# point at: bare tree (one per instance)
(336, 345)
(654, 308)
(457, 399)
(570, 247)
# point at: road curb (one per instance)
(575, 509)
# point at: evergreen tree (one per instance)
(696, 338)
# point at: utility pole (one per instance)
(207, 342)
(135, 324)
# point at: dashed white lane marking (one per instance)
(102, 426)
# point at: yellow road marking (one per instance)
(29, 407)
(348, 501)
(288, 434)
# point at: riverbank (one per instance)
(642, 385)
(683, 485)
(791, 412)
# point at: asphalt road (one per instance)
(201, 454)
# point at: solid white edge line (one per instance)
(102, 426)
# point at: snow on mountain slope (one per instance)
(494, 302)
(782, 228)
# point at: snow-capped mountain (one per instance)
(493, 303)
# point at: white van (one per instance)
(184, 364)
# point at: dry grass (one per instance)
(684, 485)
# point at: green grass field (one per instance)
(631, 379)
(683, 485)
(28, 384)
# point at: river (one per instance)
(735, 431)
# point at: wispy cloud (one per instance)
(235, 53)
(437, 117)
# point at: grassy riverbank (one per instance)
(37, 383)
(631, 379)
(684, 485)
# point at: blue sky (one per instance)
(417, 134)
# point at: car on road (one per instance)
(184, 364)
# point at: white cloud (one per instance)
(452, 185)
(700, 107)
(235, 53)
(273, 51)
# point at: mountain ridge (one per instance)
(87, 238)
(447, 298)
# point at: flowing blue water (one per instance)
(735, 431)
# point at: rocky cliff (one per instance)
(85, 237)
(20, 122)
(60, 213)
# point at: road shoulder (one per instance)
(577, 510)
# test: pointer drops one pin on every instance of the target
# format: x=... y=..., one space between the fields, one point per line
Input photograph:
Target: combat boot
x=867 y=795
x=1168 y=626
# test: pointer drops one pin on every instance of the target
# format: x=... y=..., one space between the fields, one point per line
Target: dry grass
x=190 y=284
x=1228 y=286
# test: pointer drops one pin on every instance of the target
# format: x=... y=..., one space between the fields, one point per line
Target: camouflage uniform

▶ What needs to be done
Copy the material above, keeping every line exactly as it stands.

▶ Solution to this exercise
# point at: bare tree (one per instance)
(336, 345)
(654, 308)
(457, 399)
(570, 247)
# point at: road curb (one per instance)
(575, 509)
# point at: evergreen tree (one per instance)
(696, 338)
# point at: utility pole (one per instance)
(207, 342)
(135, 324)
# point at: dashed white lane marking (one per instance)
(102, 426)
# point at: yellow road marking (one per instance)
(29, 407)
(348, 501)
(288, 434)
# point at: riverbank (one per instance)
(642, 385)
(683, 485)
(791, 412)
# point at: asphalt road (one per instance)
(201, 454)
# point at: solid white edge line (one per instance)
(102, 426)
# point at: snow on mountain slope (one per instance)
(494, 302)
(782, 228)
# point at: snow-capped mountain (one per instance)
(493, 303)
# point at: white van (one per instance)
(184, 364)
# point at: dry grass (one per instance)
(684, 485)
# point at: green grass field (one per instance)
(631, 379)
(683, 485)
(28, 384)
# point at: river (one per instance)
(735, 431)
# point at: wispy cloud (one per instance)
(235, 53)
(437, 117)
# point at: grassy riverbank (one per instance)
(37, 383)
(631, 379)
(684, 485)
# point at: blue sky (one per instance)
(417, 134)
# point at: car on road (one per instance)
(184, 364)
# point at: white cloud (one per instance)
(452, 185)
(700, 107)
(235, 53)
(273, 51)
# point at: mountain ridge (one per instance)
(87, 238)
(447, 298)
# point at: flowing blue water (one per instance)
(735, 431)
# point at: rocky cliff (one per instance)
(85, 237)
(20, 122)
(60, 213)
# point at: road shoulder (one per instance)
(577, 510)
# test: pointer drops one pin on every instance of the target
# format: x=... y=..., one space between the fields, one point per line
Input photograph:
Target: combat boot
x=867 y=795
x=1168 y=626
# test: pointer drops one pin on every instance of the target
# format: x=... y=..., one space between the fields, one point per line
Target: dry grass
x=190 y=284
x=1228 y=286
# test: pointer drops one pin on every instance of the target
# format: x=... y=..., one space between the fields, one point per line
Target: camouflage uniform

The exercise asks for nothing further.